-- Start Material provided --
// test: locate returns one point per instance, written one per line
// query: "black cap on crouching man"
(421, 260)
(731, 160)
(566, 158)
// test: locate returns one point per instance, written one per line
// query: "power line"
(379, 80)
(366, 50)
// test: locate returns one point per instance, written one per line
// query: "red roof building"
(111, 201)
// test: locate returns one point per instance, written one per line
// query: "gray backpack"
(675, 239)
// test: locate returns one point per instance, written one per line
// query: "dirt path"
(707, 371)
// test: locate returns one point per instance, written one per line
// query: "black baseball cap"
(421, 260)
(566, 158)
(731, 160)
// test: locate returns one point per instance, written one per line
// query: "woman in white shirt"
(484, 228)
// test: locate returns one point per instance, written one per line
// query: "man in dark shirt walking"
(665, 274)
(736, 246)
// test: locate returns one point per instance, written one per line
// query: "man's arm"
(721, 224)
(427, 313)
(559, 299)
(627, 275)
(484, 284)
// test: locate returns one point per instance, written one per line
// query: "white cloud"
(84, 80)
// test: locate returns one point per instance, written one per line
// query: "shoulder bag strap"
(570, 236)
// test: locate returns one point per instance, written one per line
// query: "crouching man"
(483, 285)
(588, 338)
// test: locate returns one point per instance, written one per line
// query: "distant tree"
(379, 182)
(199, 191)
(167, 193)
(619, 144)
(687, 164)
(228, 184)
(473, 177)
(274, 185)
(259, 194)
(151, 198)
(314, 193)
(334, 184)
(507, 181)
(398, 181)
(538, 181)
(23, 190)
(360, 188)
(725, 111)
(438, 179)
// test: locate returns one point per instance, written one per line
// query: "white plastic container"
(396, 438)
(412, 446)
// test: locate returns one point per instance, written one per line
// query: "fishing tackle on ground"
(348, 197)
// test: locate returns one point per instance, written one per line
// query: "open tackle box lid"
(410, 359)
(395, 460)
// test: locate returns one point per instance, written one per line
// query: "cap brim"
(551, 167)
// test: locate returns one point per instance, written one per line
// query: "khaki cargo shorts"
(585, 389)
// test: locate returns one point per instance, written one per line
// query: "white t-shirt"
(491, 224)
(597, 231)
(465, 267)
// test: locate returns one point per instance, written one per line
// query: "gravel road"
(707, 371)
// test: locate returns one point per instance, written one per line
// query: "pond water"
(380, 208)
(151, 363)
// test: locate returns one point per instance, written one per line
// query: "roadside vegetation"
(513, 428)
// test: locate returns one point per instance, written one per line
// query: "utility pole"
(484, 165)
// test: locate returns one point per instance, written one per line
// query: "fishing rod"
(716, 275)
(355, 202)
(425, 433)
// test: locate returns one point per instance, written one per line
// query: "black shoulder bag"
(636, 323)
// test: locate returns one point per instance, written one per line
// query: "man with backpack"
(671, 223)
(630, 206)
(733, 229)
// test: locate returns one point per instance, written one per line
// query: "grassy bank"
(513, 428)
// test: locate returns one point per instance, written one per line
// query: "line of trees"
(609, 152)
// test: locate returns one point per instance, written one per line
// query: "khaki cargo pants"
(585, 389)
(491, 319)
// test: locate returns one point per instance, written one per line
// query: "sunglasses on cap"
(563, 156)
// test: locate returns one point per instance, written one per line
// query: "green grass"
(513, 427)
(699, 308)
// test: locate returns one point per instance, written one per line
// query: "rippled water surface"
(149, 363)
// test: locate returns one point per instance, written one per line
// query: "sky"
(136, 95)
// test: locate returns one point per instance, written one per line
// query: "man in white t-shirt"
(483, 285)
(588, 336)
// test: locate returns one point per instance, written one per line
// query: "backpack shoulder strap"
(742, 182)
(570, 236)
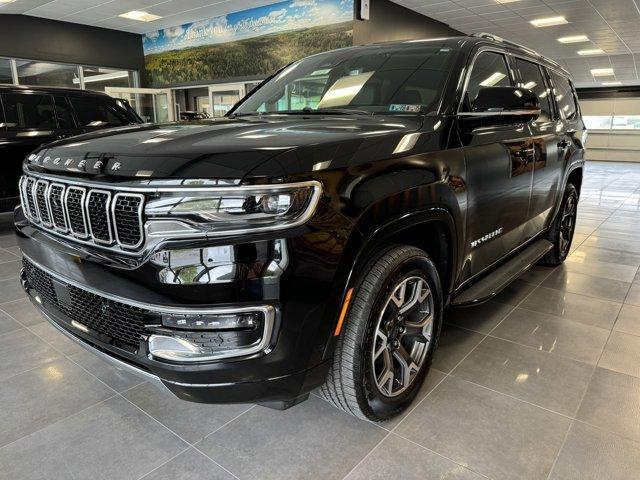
-- End Material provided --
Task brief. Collect every line of the data that contains the word "white".

Reply.
// query: "woman in white shirt"
// query: "white cloud"
// query: "white plastic container"
// query: "white t-shirt"
// query: "man in white t-shirt"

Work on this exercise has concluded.